◆ INSTRUCTION 1
Reproduce the passage of the envelope-opening patent claims between "12. The apparatus" and "the feed belt.", inclusive.
◆ INSTRUCTION 2
Write the continuation of the envelope-opening patent claims, starting after their final sentence.

11. The apparatus of claim 10 wherein the feeder comprises a second
rotatable member, and a feed belt engaging the stack of envelopes
and entrained about the first and second rotatable members.
12. The apparatus of claim 11 wherein the first rotatable member
comprises a groove and the feed belt is entrained within the
groove, and the depth of the groove is greater than the thickness
of the feed belt.
13. An apparatus for opening envelopes, comprising: an input bin
for receiving a stack of envelopes; a cutter operable to sever one
edge of each of the envelopes; a forward transport for forwardly
conveying the envelopes from the input bin to the cutter; a feeder
for serially feeding the envelopes from the input bin to the
transport; a return transport for receiving the envelopes
discharged from the forward transport; and a stacking area adjacent
the end of the return transport, comprising an element extending
vertically upwardly, configured to reorient envelopes from a
generally horizontal orientation to a generally vertical
orientation.
14. The apparatus of claim 13 wherein the return transport is
vertically separated from the forward transport, positioned below
the forward transport, and the apparatus comprises a gap between
the forward transport and return transport, wherein the gap is at
least as long as the length of the envelopes, so that envelopes
discharged from the forward transport fall through the gap and onto
the return transport.
15. The apparatus of claim 13 wherein the element in the stacking
area comprises an end wall disposed at an angle relative to the
return transport.
16. The apparatus of claim 13 wherein the return transport
comprises a rotatable element operable to move envelopes toward the
stacking area.
17. The apparatus of claim 13 wherein the return transport is
disposed at an angle relative to the forward transport, and is
vertically separated from the forward transport.
18. The apparatus of claim 17 wherein the forward transport is
disposed at an angle relative to horizontal.
19. The apparatus of claim 13 comprising a stop for stopping the
forward movement of the envelopes discharged from the forward
transport.
20. The apparatus of claim 19 wherein the stop comprises an end
wall spaced from the forward transport.
21. An apparatus for opening envelopes, comprising: an input bin
for receiving a stack of envelopes; a cutter operable to sever one
edge of each of the envelopes; a forward transport for forwardly
conveying the envelopes from the input bin to the cutter; a feeder
for serially feeding the envelopes from the input bin to the
transport; a return transport for receiving envelopes discharged
from the forward transport, wherein the return transport is formed
at an angle relative to the forward transport and the return
transport comprises a moveable element for moving envelopes; and a
gap formed between the forward transport and an upper portion of
the return transport, such that envelopes discharged from the
forward transport fall through the gap and onto the return
transport; wherein the forward transport is disposed overtop the
return transport.

◆ DATA SECTION
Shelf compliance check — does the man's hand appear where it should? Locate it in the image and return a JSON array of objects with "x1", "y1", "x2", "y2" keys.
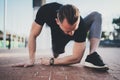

◆ RESPONSE 1
12. The apparatus of claim 11 wherein the first rotatable member
comprises a groove and the feed belt is entrained within the
groove, and the depth of the groove is greater than the thickness
of the feed belt.

◆ RESPONSE 2
22. The apparatus of claim 21 wherein the moveable element is
rotatable.
23. The apparatus of claim 21 wherein the forward transport has an
input end and a output end and the return transport has an input
end and an output end, wherein the return transport is positioned
relative to forward transport such that the vertical distance
between the output end of the return transport and the input end of
the forward transport is greater than the vertical distance between
the output end of the forward transport and the input end of the
return transport.
24. The apparatus of claim 21 wherein the forward transport conveys
envelopes in a forward direction and the return transport conveys
envelopes in a return direction that is opposite the forward
direction.
25. The apparatus of claim 21 comprising a stop positioned adjacent
the forward transport for stopping the forward motion of the
envelopes discharged from the forward transport.
26. The apparatus of claim 25 wherein the stop is an end wall.
27. The apparatus of claim 21 comprising a reorientor positioned
adjacent the return transport, configured to reorient the
envelopes.
28. The apparatus of claim 27 wherein the reorientor is configured
to reorient the envelopes from a generally horizontal orientation
to a generally vertical orientation.
29. The device of claim 27 wherein the reorientor extends
vertically upwardly from an end of the return transport.
Description
FIELD OF THE INVENTION
The present invention relates to an apparatus for processing mail
and, more specifically, to an apparatus for severing an edge of an
envelope to facilitate removal of the contents from the
envelope.
BACKGROUND OF THE INVENTION
Automated and semi-automated machines have been employed for
processing mail. One such device is an envelope opener that is
operable to sever an edge of each piece of mail being processed. A
typical known envelope opener has an input bin for receiving a
stack of mail, and a feeder for feeding the envelopes from the
input bin to a conveyor that conveys the envelopes to a device that
severs an edge of the envelopes.
In the known envelope openers, the weight of the stack of mail in
the input bin tends to cause adjacent envelopes to adhere to one
another, hampering the feeding of the envelopes from the input bin.
To overcome this problem, the operator manually manipulates the
mail in the input bin in order to obtain optimum feeding. In
addition, existing machines typically incorporate a feed plate that
supports the stack of envelopes at an incline. When a feed plate is
utilized, optimum processing of the mail depends upon the length of
the envelopes being processed and the position of the feed plate.
Therefore, to optimize feeding, the operator must determine the
appropriate position for the feed plate and manually adjust the
feed plate position. These various manual operations that must be
performed by the operator to achieve optimum processing reduce the
overall efficiency of the mail processing operation.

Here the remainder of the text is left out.